The tragedies began happening like clockwork, Jaccard recalled. Two weeks later, he was called to St Aidan’s Church in Albertson, where he found a baby girl wrapped in a plastic bag, asphyxiated. Two weeks after that, a dog unearthed the body of a child who had been buried in the backyard of a Hempstead home. And two weeks after that, he responded to a crime scene in Lawrence at which a baby had been found dead in a bag. 

“I said, ‘I think that God wants me to change this,’” Jaccard said. “Now, I will have a child, alive, in my hands who is going to grow up someday and maybe cure cancer or become the next president.”

Initially, his goal was to bury every infant in Nassau who was abandoned and died, or murdered. To do that, Brown explained, he founded the AMT Children of Hope Foundation — which is headquartered in Wantagh, next to the home Timothy shares with his wife, Aedan — to pay for funeral services.
============================================================
◆ EXERCISE REQUIREMENTS ◆
A - Answer these questions using the passage about abandoned infants in Nassau.
(i) In which town is St Aidan's Church, where a baby girl was found?
(ii) What unearthed a child's body in the backyard of a Hempstead home?
(iii) What is the name of the foundation in the passage's last paragraph, and where is it headquartered?
B - Continue the passage about abandoned infants in Nassau from the point where it stops.
============================================================
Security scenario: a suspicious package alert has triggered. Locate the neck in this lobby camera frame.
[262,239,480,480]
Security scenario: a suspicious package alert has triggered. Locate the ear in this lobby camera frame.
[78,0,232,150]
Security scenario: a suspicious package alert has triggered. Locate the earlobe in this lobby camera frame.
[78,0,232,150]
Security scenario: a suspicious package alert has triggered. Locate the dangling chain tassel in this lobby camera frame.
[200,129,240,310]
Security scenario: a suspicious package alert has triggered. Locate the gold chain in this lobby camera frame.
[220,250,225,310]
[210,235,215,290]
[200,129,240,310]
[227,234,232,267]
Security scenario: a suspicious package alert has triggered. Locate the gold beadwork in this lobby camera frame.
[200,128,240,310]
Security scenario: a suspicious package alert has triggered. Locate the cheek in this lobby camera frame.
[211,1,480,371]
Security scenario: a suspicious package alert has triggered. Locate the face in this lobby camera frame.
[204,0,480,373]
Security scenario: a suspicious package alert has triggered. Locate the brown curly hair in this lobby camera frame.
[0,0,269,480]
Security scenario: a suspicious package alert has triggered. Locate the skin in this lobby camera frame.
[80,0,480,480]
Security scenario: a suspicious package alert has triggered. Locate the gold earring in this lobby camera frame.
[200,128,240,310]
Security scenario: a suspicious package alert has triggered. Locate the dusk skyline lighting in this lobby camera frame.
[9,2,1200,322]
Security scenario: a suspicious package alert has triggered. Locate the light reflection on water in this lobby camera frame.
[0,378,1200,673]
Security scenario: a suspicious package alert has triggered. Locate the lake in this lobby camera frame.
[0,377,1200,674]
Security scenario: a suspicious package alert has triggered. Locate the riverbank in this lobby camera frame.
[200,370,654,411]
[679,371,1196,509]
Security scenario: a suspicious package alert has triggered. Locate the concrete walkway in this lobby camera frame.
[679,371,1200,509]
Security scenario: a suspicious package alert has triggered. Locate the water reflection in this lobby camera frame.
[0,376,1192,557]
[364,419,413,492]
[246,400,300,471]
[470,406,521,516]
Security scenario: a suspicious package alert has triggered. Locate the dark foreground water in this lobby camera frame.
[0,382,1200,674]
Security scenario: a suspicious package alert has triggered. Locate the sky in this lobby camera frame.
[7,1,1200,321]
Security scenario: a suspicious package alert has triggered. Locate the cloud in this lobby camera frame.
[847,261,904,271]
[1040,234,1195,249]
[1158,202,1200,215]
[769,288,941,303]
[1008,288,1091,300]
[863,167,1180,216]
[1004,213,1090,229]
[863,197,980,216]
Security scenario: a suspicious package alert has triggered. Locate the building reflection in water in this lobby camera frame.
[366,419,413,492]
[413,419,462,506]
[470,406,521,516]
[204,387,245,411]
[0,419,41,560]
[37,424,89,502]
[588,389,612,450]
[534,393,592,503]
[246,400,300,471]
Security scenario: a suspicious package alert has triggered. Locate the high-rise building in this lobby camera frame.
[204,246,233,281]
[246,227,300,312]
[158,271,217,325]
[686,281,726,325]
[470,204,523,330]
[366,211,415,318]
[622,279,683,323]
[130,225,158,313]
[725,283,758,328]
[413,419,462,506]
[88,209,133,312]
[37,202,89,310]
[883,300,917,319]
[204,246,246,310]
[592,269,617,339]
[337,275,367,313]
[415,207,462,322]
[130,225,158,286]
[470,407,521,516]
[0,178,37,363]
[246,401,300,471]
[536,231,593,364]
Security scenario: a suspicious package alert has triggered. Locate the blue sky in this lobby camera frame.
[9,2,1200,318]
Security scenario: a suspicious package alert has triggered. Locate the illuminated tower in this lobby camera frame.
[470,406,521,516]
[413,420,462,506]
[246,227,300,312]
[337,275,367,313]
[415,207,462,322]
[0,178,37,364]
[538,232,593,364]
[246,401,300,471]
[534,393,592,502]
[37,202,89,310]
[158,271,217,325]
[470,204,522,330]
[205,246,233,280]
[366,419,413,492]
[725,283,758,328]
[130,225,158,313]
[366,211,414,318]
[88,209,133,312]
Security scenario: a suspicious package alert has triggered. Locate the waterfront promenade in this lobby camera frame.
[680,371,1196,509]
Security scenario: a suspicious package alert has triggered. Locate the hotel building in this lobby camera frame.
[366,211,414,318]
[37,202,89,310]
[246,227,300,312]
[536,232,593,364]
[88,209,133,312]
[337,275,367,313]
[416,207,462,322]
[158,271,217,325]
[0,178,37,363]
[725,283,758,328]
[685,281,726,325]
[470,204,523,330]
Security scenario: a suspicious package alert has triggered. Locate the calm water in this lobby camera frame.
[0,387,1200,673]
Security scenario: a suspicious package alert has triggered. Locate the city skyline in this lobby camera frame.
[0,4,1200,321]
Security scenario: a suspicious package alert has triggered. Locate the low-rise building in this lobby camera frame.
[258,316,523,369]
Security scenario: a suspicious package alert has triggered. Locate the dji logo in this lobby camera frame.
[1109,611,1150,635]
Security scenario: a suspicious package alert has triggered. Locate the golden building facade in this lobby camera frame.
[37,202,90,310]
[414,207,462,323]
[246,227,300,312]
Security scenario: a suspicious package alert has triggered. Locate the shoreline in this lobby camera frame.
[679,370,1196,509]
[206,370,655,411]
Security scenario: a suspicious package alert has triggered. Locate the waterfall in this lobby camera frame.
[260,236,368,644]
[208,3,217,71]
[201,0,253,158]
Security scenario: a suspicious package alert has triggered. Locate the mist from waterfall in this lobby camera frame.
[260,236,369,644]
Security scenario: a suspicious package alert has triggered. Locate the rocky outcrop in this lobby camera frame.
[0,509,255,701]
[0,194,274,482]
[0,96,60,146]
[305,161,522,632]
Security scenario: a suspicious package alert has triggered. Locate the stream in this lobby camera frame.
============================================================
◆ PER-TASK ANSWERS ◆
A -
(i) Albertson
(ii) A dog
(iii) The AMT Children of Hope Foundation, headquartered in Wantagh

B -
To bury the babies, Brown explained, Jaccard had to become their legal guardian. Since 1998, exactly 140 of his deceased “children” — all with tombstones inscribed with the surname Hope — have been given a “funeral of a hero” at a large plot that he purchased at the Cemetery of the Holy Rood in Westbury. 

But Jaccard said that he wanted to prevent the funerals from happening, to give desperate women options — whether they had become pregnant via rape or simply could not take care of a child — that would keep them and their babies safe. So he began contacting politicians and drafting legislation that would allow a birth mother to drop off her unwanted newborn at what he called a safe haven. 

Then-Gov. George W. Bush of Texas signed such legislation, called the Baby Moses Bill, in 1999. A year later, the Abandoned Infant Protection Act became law in New York. Brown noted that Jaccard’s tireless lobbying resulted in the passage of safe haven laws in all 50 states in less than 20 years.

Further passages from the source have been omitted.